Recent developments in computational infrastructure ("web 2.0") are showing the possibility for new kinds of information exchange. Living Sources will be an online repository of information created for and by scientists, tailored to the goals and needs of these scientists. To reach this goal, the concept of Living Sources will tackle problems that are of importance to many different fields of scientific inquiry:

  • persistence of data (identification, storage and archiving)
  • quality control ("peer review")
  • scientific recognition and citability

The electronic format of publication offers various additional possibilities (not all of which will necessarily be implemented within the current project):

  • incremental publications (e.g. adding corrections and additions, which is difficult for most traditional forms of publications)
  • comments on and citation of individual data points (viz. micro-publication too small for traditional forms of publication)
  • persistence of data through grid-like backup
  • addition of digitized legacy material to supplement the newly published data
  • open peer review schemes

Strategy[edit]

It is not the goal of Living Sources to force scientists to adapt to new paradigms of how to deal with data. It will function more as a service to those (sub)fields that have a need for data publication and dissemination. An instance of the Living Sources concept will be in need of:

  • Availability of data with high level quality
  • Support from scientists in the field
  • An organisational board (for technical checks and organisation of field)
  • Editorial boards and active engagement of scientists in the peer review (content check)

There are at least two complementary scenarios for the application of the Living Sources concept. First, the construction of a dedicated technical infrastructure which enhances the usability of data. This should be a "one stop shop" for scientists who look for a hosting environment, including all features needed for usage and deployment of such a system (including, e.g., user interfaces for editors, casual browsers and power users, searchability, persistent data storage, etc.). Second, Living Sources aims to set standards for the structure of data portals (like data journals or data archives) as for issues of citation and quality control. This is specifically geared towards groups of scientists who want to keep a strong hold on their data and can build their own systems, that are interoperable with any dedicated Living Sources infrastructure.

Separating publication from quality control[edit]

An important new possibility for scientific publishing, offered by the online electronic format, is that publication and quality control can be separated. In a publication system where each publication is costly, the quality control has to precede the physical publication. In contrast, in electronic form, the cost of each publication if small (the main costs relate to the up keeping of the overall system, not to the individual item published). This allows for a system in which publication itself (i.e "making available") can happen independent of the assessment of the quality ("peer review").

* **Data section**:
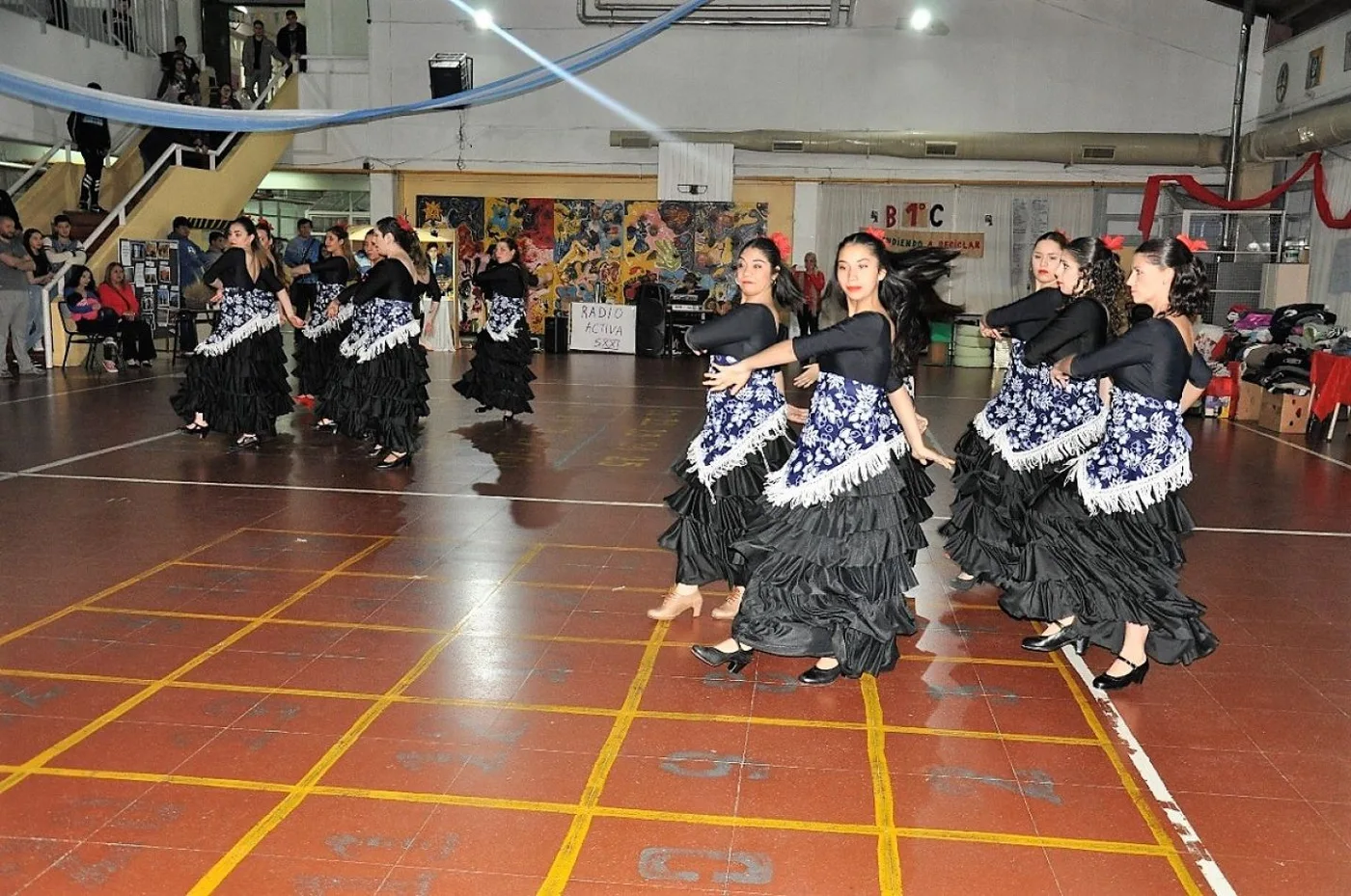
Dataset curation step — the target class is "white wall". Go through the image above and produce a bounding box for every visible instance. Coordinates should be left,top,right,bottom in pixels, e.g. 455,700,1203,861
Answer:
285,0,1262,180
0,10,159,146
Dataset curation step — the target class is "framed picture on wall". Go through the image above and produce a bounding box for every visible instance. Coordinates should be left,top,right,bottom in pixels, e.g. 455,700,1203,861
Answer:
1304,47,1323,91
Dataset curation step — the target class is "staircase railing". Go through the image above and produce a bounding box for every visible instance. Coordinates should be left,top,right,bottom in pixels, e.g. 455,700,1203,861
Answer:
41,71,287,368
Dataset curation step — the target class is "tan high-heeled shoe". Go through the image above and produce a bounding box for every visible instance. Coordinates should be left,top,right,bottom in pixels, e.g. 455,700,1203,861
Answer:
708,587,746,619
648,587,703,622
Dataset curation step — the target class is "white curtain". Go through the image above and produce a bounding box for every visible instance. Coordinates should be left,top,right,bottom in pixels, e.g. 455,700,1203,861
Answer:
1308,152,1351,322
816,183,1093,313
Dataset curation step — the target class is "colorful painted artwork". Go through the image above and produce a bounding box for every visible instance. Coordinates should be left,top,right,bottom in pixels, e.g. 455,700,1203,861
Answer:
418,196,769,332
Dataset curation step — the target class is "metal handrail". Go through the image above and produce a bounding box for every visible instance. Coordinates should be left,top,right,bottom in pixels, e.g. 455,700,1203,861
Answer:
41,68,287,369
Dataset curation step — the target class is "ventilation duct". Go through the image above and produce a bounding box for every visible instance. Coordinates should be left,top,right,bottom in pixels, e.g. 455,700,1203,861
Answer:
609,131,1231,167
577,0,857,28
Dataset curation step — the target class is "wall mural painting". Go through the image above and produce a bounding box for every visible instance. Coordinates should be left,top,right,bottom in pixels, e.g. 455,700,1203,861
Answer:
418,196,769,334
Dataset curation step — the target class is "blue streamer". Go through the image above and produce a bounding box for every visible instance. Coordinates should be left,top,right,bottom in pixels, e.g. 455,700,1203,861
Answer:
0,0,712,132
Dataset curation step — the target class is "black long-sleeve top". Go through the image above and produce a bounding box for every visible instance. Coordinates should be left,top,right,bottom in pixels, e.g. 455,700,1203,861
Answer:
351,258,419,305
793,312,901,394
474,264,535,298
310,255,351,284
685,302,780,361
1070,317,1210,401
202,246,285,294
985,286,1070,342
1023,298,1108,367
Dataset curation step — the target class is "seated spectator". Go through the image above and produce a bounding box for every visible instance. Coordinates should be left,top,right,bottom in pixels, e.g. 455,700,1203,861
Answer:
98,261,155,367
41,214,88,271
65,264,118,374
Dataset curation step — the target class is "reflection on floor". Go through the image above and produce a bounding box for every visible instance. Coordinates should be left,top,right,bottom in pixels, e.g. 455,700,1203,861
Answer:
0,355,1351,896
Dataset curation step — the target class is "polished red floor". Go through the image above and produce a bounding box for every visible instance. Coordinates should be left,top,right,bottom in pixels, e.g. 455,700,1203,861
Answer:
0,356,1351,896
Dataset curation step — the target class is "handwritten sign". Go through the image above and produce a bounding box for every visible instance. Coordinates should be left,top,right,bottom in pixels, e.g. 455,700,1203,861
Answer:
567,302,638,355
886,228,985,258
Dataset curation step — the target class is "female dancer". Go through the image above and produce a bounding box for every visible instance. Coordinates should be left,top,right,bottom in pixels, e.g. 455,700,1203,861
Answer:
290,226,357,406
648,233,803,619
1000,239,1219,690
945,236,1129,589
455,239,535,420
939,231,1068,591
172,217,305,448
315,217,431,470
693,232,956,684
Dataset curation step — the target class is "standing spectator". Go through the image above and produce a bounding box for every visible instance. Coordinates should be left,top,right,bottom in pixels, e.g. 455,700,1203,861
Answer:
67,81,112,214
281,217,324,317
202,231,229,270
277,10,310,78
41,214,88,271
98,261,155,367
0,214,41,376
16,227,57,352
243,19,287,100
165,214,206,355
793,253,825,336
155,34,202,100
102,0,136,53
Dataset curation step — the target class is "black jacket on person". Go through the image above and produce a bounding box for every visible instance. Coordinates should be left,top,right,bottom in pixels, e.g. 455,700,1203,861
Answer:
67,112,112,153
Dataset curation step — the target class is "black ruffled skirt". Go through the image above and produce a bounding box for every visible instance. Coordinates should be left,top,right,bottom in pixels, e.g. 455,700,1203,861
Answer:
315,342,431,453
455,324,535,415
732,456,933,677
656,436,793,587
939,425,1057,587
291,325,351,395
170,327,291,436
1000,481,1219,664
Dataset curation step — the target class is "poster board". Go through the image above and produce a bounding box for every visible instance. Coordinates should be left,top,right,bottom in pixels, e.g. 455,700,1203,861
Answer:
118,239,182,338
567,302,638,355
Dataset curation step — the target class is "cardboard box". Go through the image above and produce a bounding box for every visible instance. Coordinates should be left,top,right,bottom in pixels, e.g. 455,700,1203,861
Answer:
1257,393,1310,433
1233,381,1266,420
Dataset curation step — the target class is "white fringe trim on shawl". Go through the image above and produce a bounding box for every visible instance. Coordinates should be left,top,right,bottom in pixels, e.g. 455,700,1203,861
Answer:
339,321,422,363
1068,454,1192,514
300,302,357,339
764,435,909,507
990,405,1109,473
195,312,281,358
685,408,790,490
483,315,526,342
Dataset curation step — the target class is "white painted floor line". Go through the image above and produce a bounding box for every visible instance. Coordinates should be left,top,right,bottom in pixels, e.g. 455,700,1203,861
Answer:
0,374,182,406
17,471,666,507
19,429,179,479
1062,649,1236,896
1229,420,1351,470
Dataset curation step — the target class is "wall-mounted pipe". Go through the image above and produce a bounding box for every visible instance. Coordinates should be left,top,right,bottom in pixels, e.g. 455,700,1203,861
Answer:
609,131,1228,167
577,0,855,27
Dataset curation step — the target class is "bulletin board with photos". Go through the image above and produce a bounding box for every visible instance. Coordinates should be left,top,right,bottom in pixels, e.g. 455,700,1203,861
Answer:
118,239,181,336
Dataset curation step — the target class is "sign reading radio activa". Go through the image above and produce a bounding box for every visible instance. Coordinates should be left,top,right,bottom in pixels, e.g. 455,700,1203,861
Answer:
886,228,985,258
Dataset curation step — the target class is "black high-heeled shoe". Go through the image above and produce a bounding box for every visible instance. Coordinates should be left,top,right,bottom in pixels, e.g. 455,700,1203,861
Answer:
1023,622,1089,656
689,643,756,675
375,454,413,470
797,664,843,684
1093,653,1149,691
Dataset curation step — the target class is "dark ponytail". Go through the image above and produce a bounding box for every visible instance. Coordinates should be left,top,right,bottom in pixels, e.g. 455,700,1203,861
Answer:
1135,239,1210,317
1064,236,1131,336
825,232,960,379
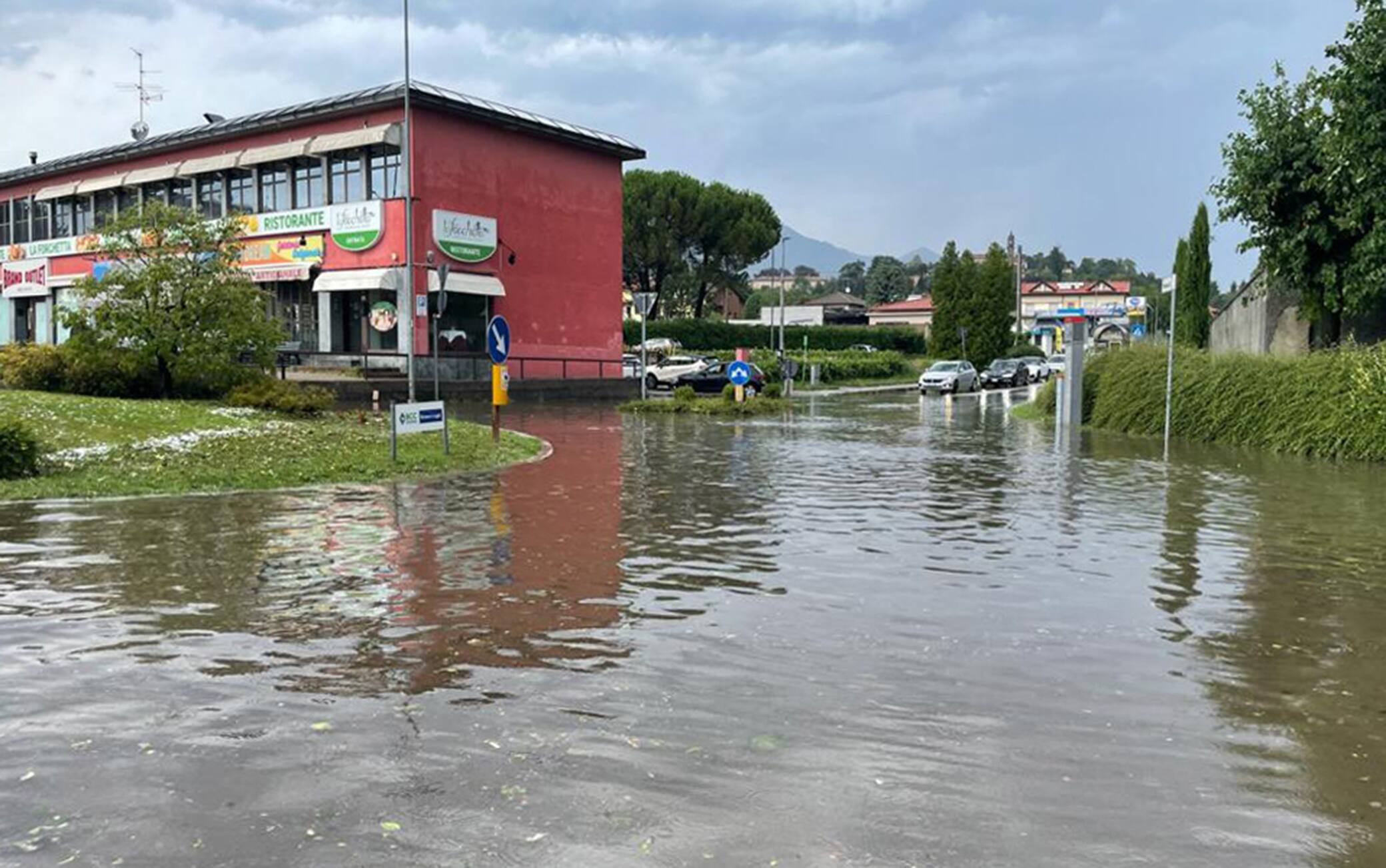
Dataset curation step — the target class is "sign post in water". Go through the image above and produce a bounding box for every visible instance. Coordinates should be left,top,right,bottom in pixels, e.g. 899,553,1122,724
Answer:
389,401,449,462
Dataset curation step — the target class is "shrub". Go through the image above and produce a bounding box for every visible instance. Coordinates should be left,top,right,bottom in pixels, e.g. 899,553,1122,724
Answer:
625,319,928,355
226,377,335,416
0,419,43,480
0,342,67,392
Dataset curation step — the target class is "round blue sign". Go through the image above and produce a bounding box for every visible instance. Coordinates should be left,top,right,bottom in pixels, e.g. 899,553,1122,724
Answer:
726,362,751,386
486,316,510,364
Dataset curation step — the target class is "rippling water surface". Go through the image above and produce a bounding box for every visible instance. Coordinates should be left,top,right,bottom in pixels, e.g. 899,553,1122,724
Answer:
0,395,1386,868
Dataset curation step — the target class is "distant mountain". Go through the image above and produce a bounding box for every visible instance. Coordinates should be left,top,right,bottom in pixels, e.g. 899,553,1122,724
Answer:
750,224,938,277
900,247,938,262
750,224,870,277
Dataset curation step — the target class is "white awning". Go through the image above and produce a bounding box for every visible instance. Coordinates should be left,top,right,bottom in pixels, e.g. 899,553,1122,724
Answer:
77,172,125,194
177,151,241,177
240,139,313,167
309,123,399,154
125,163,177,187
33,181,77,203
428,270,506,298
313,268,403,292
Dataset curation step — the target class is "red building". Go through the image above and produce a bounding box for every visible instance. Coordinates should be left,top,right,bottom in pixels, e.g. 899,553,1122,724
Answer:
0,82,644,377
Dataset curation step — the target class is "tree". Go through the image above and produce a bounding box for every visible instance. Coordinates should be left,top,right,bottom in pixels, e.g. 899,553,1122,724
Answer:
929,241,972,358
866,256,912,305
1213,0,1386,344
1175,203,1213,348
622,169,703,319
837,259,866,295
689,182,783,318
64,203,284,398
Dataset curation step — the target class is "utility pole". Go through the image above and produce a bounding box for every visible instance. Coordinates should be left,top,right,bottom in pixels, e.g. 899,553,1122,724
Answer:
400,0,418,404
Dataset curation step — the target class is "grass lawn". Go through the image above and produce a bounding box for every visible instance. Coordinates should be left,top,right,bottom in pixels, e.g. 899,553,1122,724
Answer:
0,390,542,500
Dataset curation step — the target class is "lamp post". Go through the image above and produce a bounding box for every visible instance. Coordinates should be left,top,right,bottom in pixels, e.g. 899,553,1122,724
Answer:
400,0,418,404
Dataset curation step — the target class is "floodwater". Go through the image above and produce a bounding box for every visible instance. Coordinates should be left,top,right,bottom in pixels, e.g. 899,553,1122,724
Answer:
0,394,1386,868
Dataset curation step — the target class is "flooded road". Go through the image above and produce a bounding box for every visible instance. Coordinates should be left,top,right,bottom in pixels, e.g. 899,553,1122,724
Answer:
0,395,1386,868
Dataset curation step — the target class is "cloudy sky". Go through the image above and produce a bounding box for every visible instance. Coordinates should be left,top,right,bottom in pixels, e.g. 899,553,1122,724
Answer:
0,0,1353,284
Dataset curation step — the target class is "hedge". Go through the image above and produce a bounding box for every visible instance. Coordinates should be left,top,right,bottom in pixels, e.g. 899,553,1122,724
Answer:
1041,344,1386,460
625,319,929,355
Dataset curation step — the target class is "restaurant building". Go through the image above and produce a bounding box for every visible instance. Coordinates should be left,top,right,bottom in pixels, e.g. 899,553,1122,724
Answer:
0,82,644,378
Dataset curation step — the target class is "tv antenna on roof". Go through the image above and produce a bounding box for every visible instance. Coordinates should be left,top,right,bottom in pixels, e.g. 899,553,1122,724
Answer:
115,49,163,141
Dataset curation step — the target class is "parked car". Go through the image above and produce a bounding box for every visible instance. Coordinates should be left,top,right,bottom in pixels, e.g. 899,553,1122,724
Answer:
982,359,1030,388
674,362,765,396
644,355,716,388
919,360,978,395
1020,355,1051,382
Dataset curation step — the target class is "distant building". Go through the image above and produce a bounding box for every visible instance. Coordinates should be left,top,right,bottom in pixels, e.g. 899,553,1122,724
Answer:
866,295,934,334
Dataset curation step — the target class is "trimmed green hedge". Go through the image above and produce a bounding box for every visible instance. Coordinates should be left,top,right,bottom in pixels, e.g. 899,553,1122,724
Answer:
1038,344,1386,460
625,319,929,355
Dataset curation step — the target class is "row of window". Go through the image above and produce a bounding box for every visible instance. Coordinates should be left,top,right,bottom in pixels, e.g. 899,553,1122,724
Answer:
0,146,400,244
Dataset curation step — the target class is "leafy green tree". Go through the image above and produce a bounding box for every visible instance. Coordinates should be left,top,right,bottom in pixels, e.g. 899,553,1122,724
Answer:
929,241,972,359
63,203,284,398
622,169,703,319
1175,203,1213,346
866,256,912,305
837,259,866,296
688,182,783,318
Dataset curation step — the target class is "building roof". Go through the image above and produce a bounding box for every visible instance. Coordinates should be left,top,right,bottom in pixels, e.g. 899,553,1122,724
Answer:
800,292,866,308
0,81,644,186
1020,280,1131,295
870,295,934,313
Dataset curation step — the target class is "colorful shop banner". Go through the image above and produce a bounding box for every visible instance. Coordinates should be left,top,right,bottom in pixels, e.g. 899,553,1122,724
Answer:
329,200,385,252
0,259,49,298
434,209,499,262
241,236,325,268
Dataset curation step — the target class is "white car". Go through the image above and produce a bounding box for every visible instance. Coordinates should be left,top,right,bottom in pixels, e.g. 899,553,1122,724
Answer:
644,355,716,390
1020,355,1053,382
919,360,982,395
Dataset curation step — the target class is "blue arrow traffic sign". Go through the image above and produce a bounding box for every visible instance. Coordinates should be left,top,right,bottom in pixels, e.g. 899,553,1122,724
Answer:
486,316,510,364
726,360,751,386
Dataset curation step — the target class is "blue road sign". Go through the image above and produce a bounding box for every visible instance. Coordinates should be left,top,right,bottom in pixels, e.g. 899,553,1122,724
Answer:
726,362,751,386
486,316,510,364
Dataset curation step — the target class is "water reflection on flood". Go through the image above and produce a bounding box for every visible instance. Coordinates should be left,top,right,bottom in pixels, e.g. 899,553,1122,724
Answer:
8,395,1386,868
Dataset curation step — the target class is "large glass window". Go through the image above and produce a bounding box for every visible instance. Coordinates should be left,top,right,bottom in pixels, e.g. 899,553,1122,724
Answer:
10,199,29,244
93,190,115,228
261,163,293,214
115,187,140,214
197,172,226,220
327,154,366,203
226,169,255,214
169,177,193,208
72,195,91,236
368,147,399,199
294,158,326,208
49,199,73,238
32,203,53,241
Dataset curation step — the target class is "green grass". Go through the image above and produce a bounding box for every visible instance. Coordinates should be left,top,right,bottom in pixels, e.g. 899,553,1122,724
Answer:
0,391,542,500
617,395,792,416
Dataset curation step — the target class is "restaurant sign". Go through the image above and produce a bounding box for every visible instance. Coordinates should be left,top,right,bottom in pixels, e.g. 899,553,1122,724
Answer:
329,200,385,252
434,211,499,262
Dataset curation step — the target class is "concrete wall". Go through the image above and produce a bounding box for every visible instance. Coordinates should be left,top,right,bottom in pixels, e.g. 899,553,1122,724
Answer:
1209,273,1309,355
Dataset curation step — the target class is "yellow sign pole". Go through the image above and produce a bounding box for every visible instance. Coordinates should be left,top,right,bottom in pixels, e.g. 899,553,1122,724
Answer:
490,364,510,442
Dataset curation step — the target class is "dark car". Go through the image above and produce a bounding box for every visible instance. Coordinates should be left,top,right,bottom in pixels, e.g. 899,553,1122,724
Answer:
674,362,765,396
982,359,1030,388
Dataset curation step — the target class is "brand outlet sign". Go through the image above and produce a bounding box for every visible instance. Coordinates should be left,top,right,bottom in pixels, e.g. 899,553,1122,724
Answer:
330,200,385,252
434,211,498,262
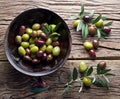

* **Your instructions**:
Write the next portion of the passage on the Living Sources concept, beginning after its final sentence. The records come from a source other than the passage on the Living Sources concept.

* **Output for this exercise**:
In the context of Living Sources, we would like to encourage people to publish ("make available") smaller amounts of data, or even incomplete data, to the (scientific) public. However, such small or incomplete data sets of course should be distinguished from large and finely annotated data collections. To allow for different kinds of publications, some kind of stratification is needed. This stratification of publication will happen through the peer review system. The data in Living Sources will be stratified in four different stages, compared here with traditional article publication:

Stage Scientific Status Traditional Article Public availability of traditional publications Living Sources Public availability in Living Sources
1 Draft Incomplete text unavailable Data in closed personal workspace unavailable
2 Manuscript Submission unavailable Data accessible to others available
3 Self-publication Submission unavailable Data technically validated available
4 Scientific publication Peer-reviewed paper available Data scientifically peer-reviewed available

There are two main differences between the structure of Living Sources and traditional scientific publication. First, the difference between Stage 2 ("manuscript") and Stage 3 ("self-publication") is newly added especially for Living Sources, and, second, the content in both these stages is openly available in Living Sources. In traditional publication format, these two stages are combined together as non-peer-reviewed manuscripts, which are normally not available to outsiders. In recent years, such manuscripts are made available more and more in the form of self-publication, either by using one's personal webpage, or a manuscript archive like arXiv.org or ling.auf.net/lingBuzz. In this sense, Living Sources is just following the current trend of making data available before it has been checked by peers.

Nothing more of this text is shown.